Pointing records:

* Begin *

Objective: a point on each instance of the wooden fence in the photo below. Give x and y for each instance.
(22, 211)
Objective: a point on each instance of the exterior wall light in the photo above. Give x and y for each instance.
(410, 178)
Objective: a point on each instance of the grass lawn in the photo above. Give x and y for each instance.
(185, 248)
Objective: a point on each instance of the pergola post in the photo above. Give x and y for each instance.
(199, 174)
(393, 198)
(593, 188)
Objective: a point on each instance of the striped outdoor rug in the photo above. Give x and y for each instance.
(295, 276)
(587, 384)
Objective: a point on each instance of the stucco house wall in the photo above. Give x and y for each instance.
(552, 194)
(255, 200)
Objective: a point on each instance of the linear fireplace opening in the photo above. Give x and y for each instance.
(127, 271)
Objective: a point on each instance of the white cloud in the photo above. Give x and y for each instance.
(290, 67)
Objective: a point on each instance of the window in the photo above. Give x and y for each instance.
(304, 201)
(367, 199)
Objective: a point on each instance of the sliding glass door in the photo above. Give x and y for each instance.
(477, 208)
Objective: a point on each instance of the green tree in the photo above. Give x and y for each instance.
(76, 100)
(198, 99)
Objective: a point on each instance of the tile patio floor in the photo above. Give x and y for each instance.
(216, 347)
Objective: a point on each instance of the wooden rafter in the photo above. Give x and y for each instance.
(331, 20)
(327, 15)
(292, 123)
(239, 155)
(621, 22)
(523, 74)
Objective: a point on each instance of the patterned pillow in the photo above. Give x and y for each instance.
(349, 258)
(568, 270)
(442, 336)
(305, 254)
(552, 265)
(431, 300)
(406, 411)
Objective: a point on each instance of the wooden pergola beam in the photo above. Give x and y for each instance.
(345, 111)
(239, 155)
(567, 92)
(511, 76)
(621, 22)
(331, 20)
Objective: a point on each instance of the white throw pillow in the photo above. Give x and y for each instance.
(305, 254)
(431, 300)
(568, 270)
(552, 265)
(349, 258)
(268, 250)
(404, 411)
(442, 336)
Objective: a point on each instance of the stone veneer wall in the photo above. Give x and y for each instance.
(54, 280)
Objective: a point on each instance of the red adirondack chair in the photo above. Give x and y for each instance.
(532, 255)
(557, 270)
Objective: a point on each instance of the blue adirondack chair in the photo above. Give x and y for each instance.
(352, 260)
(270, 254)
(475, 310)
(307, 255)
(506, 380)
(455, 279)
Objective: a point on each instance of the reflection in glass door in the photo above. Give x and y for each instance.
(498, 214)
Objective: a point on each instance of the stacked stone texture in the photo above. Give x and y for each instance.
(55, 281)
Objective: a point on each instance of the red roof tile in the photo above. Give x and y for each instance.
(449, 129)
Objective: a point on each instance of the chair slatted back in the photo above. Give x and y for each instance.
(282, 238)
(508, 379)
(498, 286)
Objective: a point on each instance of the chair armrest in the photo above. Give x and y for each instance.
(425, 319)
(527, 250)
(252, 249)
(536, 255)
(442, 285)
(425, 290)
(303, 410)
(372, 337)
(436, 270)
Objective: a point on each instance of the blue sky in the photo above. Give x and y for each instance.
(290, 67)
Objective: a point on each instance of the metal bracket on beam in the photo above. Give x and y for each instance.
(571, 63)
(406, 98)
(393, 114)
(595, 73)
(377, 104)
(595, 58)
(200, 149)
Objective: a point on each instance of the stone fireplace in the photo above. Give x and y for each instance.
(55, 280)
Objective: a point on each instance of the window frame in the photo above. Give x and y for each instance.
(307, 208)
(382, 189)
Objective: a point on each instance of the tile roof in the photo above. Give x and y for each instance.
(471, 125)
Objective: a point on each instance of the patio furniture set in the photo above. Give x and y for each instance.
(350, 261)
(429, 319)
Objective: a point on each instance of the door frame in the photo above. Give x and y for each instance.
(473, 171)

* End *

WRITTEN TASK.
Output an exact copy of each record.

SOLUTION FOR THIS PROBLEM.
Objective: a point on each instance of the wooden fence in the photo below. Give x and y for each instance.
(22, 211)
Objective: a point on each instance of the exterior wall light in the photo above. Give x and y for each instance.
(410, 178)
Objective: a point on each instance of the grass lawn in the photo above. Give x and y for each instance.
(185, 248)
Objective: a point on each instance of the pergola post in the photo above. Give x and y for each instance.
(199, 174)
(393, 198)
(593, 188)
Objective: a point on each instance of the striped outdoor rug in the photo above. Give x and y for each instance.
(295, 276)
(587, 384)
Objective: a point on each instance of the stucco house wall in the photo above. Give x and y for each instance.
(552, 194)
(255, 200)
Objective: a point on each instance of the linear fireplace opening in the photo above. Give x and y for each instance.
(127, 271)
Objective: a point on each instance of the white cloud in the photo above. Give x and y for each instance.
(290, 67)
Objective: a point on each instance of the window in the photo above. Give x and y for each instance.
(304, 201)
(367, 199)
Objective: a point on each instance of the sliding glass door in the photo above. Give x and y for each instance.
(477, 208)
Objective: a point on each instance of the green tree in the photo above. Give x and y for each instance.
(76, 100)
(198, 99)
Objective: a point on each instance of the tile patio floor in the photo above. Give x and y for each instance.
(216, 347)
Objective: a point on each instance of the wooden rafter in the photo above. Give x and y for each instance.
(331, 20)
(327, 15)
(292, 123)
(239, 155)
(621, 22)
(523, 74)
Objective: a point on each instance of the patterned pillow in the photo above. Give x and y for each instance.
(349, 258)
(568, 270)
(442, 336)
(305, 254)
(552, 265)
(431, 300)
(406, 411)
Objective: a point on each instance of the wooden pergola beam in the photo above. Give x and y for each instance.
(345, 111)
(239, 155)
(567, 92)
(511, 76)
(621, 22)
(331, 20)
Objective: a point on each instance of the white throw pillow in the photo above. Give x and y for each instance.
(305, 254)
(431, 300)
(568, 270)
(552, 265)
(349, 258)
(268, 250)
(404, 411)
(442, 336)
Objective: a point on each instance of the stone veneer wall in the photo above. Give x and y for each instance.
(54, 280)
Objective: a point on each instance of the red adirondack chair in the photo above. Give x and y for each instance.
(532, 255)
(557, 270)
Objective: a point on each instance of the blue adirondack chair in the photo above. Give x and y for each instance.
(352, 260)
(270, 254)
(475, 310)
(307, 255)
(506, 380)
(455, 279)
Objective: a point on each instance of the reflection in glass door in the photo above. Give x and y for each instance.
(498, 214)
Objective: a point on each instance of the stacked stone texture in the photo above. Give x and y for each instance.
(55, 281)
Objective: a point on each instance of the red roof tile in the photo above. Give x and y for each instance.
(449, 129)
Objective: a point on each instance of the chair slatted back in the photo above. Give x and y for each instance.
(282, 238)
(508, 379)
(498, 286)
Objective: a point on each instance of the chair armrest in the photo above. Give x and y for each instance.
(425, 319)
(527, 250)
(252, 249)
(536, 255)
(442, 285)
(425, 290)
(303, 410)
(372, 337)
(436, 270)
Objective: a point on each instance of the blue sky in the photo above. Give x and y for each instance.
(290, 67)
Objective: a point on each instance of the metal bracket on beam in the photo above. Give x and y for each instance.
(571, 63)
(406, 98)
(393, 114)
(595, 73)
(377, 104)
(595, 58)
(200, 149)
Objective: a point on each instance of the stone fireplace in the photo above. Give x and y for each instance.
(55, 280)
Objective: a point on each instance of the window frame in the photo above. Give x and y for each instance.
(307, 208)
(382, 189)
Objective: a point on each instance of the tile roof in the photo above. Give x and y for each instance.
(471, 125)
Objective: a point on each instance of the patio furniture set in the photo above. Give x and y for each instance.
(350, 261)
(429, 319)
Objective: a point on each instance of the door frame in the photo above. Give x and y for each instance.
(473, 171)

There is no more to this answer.